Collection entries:
---

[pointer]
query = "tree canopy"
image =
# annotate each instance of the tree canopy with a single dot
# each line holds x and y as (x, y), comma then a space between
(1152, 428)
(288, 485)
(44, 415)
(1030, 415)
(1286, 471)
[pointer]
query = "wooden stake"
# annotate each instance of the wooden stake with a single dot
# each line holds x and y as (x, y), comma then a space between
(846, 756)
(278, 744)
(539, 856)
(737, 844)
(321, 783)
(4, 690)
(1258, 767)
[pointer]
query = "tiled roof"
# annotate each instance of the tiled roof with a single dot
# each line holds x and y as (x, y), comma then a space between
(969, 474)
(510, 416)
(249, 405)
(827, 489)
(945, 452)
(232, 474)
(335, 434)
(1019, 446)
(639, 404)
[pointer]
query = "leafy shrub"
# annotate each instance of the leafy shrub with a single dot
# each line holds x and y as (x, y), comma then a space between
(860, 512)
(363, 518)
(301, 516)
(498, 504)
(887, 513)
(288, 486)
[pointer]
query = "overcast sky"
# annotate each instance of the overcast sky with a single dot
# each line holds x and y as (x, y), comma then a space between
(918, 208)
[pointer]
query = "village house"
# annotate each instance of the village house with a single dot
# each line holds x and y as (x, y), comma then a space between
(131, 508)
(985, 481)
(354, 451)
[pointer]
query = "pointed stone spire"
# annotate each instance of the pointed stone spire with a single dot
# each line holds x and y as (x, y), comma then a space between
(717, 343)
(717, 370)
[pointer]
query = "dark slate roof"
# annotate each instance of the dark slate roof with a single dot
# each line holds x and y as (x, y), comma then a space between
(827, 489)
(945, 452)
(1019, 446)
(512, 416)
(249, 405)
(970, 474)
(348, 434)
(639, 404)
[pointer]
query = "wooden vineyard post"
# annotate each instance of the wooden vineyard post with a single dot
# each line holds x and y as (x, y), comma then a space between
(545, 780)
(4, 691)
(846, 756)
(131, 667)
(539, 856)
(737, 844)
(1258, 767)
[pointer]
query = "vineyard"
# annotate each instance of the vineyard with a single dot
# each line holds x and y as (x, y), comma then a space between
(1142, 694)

---

Given problem: Write out every line of the data above again, keeping all text unchanged but multiplying each x and y coordinate by 0.6. Round the results to whole numbers, with halves rounded up.

Finished task:
[pointer]
query = "tree canopy"
image =
# annotate each instance of the tree canopy with a single dot
# each line holds x and y as (x, y), comma then a space between
(691, 257)
(173, 291)
(26, 249)
(618, 249)
(772, 283)
[pointer]
query = "wooden stake"
# annotate each instance of the wooden stake with a single dot
# each line holds x and y as (x, y), comma then a space between
(508, 454)
(167, 446)
(323, 514)
(442, 506)
(193, 470)
(2, 414)
(755, 460)
[pointer]
query = "tiled roof"
# annotate each instance of the tiled roof with a single dot
# each line holds x and y as (x, y), comma then a space between
(581, 284)
(306, 250)
(149, 243)
(496, 293)
(567, 271)
(139, 284)
(201, 260)
(611, 268)
(383, 242)
[pointer]
query = "leafy shrub"
# annotate each instance of the leafy shrub with a single dot
# each line holds x and y as (x, y), comma then a space between
(516, 307)
(218, 311)
(181, 310)
(299, 302)
(532, 308)
(173, 292)
[pointer]
query = "overcast sky"
# annotate each instance of the overcast sky with a single dot
# each line holds x and y as (x, y), comma then a space between
(551, 125)
[pointer]
query = "village house"
# annotate each instance of the village house with a single dot
# each line holds x and y as (x, y), comma then a space between
(79, 305)
(591, 289)
(212, 271)
[pointer]
query = "pointed stone spire"
# annotate each instance of the pointed stone spire with a single dot
# each line holds x and y as (x, y), comma then a space between
(430, 206)
(430, 222)
[pointer]
query = "dark slate roof"
# annotate each instance of the dark slate roof with a single dot
# each line holds x and y as (x, y), comma then a space between
(496, 293)
(567, 271)
(611, 268)
(307, 250)
(149, 243)
(582, 284)
(209, 260)
(383, 242)
[pointer]
query = "wooden vineyard post"
# annotate each instance of the wooden vineyard post with a single dot
# each line holds x and y as (x, y), comma then a space between
(327, 468)
(2, 415)
(508, 454)
(79, 400)
(323, 514)
(442, 506)
(755, 460)
[pointer]
query = "vineyard"
# annotate each instance of the vineyard with a single dot
# each line holds x and y as (x, y), comma then a space between
(685, 416)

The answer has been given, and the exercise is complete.